Give the records again in full, exactly as they are.
____
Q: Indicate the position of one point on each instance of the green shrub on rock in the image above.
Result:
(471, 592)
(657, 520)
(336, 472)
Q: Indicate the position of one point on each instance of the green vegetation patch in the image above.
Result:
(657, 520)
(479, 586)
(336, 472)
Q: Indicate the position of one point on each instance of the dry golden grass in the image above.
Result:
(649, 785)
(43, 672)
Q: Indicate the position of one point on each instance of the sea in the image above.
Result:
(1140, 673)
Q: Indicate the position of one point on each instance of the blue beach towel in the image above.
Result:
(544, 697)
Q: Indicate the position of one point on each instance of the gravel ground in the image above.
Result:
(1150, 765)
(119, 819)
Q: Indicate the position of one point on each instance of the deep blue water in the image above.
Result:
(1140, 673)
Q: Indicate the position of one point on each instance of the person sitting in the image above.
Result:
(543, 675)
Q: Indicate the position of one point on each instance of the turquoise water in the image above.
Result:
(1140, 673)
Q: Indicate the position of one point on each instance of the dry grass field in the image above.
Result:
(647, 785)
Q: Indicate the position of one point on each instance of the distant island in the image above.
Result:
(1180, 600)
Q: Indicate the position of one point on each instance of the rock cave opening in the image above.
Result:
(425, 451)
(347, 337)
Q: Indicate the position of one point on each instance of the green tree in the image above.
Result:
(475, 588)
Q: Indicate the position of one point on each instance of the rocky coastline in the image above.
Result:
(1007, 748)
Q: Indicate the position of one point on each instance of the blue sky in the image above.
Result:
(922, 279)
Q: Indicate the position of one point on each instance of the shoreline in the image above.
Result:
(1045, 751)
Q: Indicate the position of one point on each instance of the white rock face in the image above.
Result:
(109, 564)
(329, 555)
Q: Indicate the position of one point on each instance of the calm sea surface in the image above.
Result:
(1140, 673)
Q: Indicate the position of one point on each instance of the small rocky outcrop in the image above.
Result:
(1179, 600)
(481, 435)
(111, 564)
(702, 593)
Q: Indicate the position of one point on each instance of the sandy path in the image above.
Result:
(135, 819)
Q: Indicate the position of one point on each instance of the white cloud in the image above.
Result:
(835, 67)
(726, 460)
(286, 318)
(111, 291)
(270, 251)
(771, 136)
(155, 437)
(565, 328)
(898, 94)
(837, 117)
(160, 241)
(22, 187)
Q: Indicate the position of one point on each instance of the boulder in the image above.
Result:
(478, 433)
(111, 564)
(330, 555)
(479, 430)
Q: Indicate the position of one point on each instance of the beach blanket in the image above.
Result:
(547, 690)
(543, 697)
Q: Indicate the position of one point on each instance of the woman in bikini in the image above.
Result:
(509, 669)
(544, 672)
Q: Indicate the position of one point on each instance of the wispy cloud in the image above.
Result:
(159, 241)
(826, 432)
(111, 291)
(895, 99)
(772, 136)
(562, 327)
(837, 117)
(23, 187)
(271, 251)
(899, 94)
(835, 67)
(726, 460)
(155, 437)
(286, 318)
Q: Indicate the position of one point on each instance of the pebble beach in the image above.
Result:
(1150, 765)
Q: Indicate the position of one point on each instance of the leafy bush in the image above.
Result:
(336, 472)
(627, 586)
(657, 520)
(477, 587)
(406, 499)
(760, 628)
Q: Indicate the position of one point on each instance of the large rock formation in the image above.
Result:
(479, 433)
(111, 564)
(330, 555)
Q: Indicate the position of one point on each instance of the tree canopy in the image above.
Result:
____
**Solution below**
Q: Indicate the position of one point on each instance of the green shrub on rock in the image above.
Result:
(471, 592)
(657, 520)
(336, 472)
Q: Indicate the position of one point on each instance of the green vegetation patch in the image above.
Result:
(657, 520)
(479, 586)
(336, 472)
Q: Indicate the position of one point on each instance of the dry golden grass in the image above.
Result:
(649, 785)
(43, 672)
Q: Indicate the position of one point on each instance of the sea in the image above.
Result:
(1140, 673)
Q: Indicate the position of one point on each instance of the blue beach towel in the image above.
Result:
(544, 697)
Q: Indicate the position of one point on each instance of the gravel ground in the image above.
Result:
(1150, 765)
(119, 819)
Q: Indicate the position of one point on each instance of the deep blue water in the image above.
Result:
(1140, 673)
Q: Indicate the position of one point on each instance of the person sitting in the image above.
Result:
(543, 675)
Q: Indicate the position of one point on each instance of the turquoise water in the image above.
Result:
(1140, 673)
Q: Indicate the position of one point on each instance of the dry grass field in the image above.
Result:
(647, 785)
Q: Indicate the position of one point on each instance of the distant island in the image above.
Result:
(1180, 600)
Q: Indicate the position of one point on each instance of the rock cave opening in the image above.
Result:
(425, 451)
(347, 337)
Q: Indicate the position of one point on each instance of the green tree in the image above.
Result:
(475, 588)
Q: Indicate the position of one point on each instance of the rocky coastline in the image above.
Result:
(1007, 748)
Q: Indicate the position of one point on each instance of the blue sky in the image above.
Result:
(922, 279)
Q: Indicate the position of one point on each instance of the shoreline in the image above.
Result:
(1045, 751)
Q: Indicate the position of one point on each instance of the white rock face in the image above.
Result:
(109, 564)
(329, 555)
Q: Indicate the position of one point on each instance of the calm sea surface in the image above.
Result:
(1140, 673)
Q: Indicate the position of one point on each instance of the small rocky outcrop in the image above.
Result:
(1179, 600)
(481, 435)
(111, 564)
(702, 593)
Q: Indicate the position of one point on each instance of the sandy path in the image above.
Result:
(135, 819)
Q: Indicate the position of one point on each instance of the white cloud in the image above.
Result:
(835, 67)
(726, 460)
(286, 318)
(111, 291)
(270, 251)
(771, 136)
(155, 437)
(565, 328)
(898, 94)
(837, 117)
(160, 241)
(22, 187)
Q: Indicate the position of one point on each instance of the boulder in the image above.
Result:
(478, 433)
(111, 564)
(330, 555)
(479, 430)
Q: Indicate the position of one point on each instance of the beach blanket in the image above.
Result:
(547, 690)
(543, 697)
Q: Indicate the position of one point on each instance of the woman in bikini in the image above.
Result:
(509, 669)
(544, 672)
Q: Indicate the position of one point on each instance of the wispy cloud in the image above.
Result:
(159, 241)
(826, 432)
(111, 291)
(895, 99)
(772, 136)
(562, 327)
(837, 117)
(23, 187)
(271, 251)
(899, 94)
(835, 67)
(726, 460)
(155, 437)
(286, 318)
Q: Indicate the position of one point on each instance of the pebble beach in the image above.
Result:
(1150, 765)
Q: Indicate the position of one point on each instance of the leafy bush in the image above.
Result:
(336, 472)
(627, 586)
(657, 520)
(477, 587)
(406, 499)
(760, 628)
Q: Indicate the position of one point on each instance of the large rock formation in the image above.
Result:
(479, 433)
(111, 564)
(330, 555)
Q: Indicate the position of one point on each instance of the tree canopy in the image above.
Result:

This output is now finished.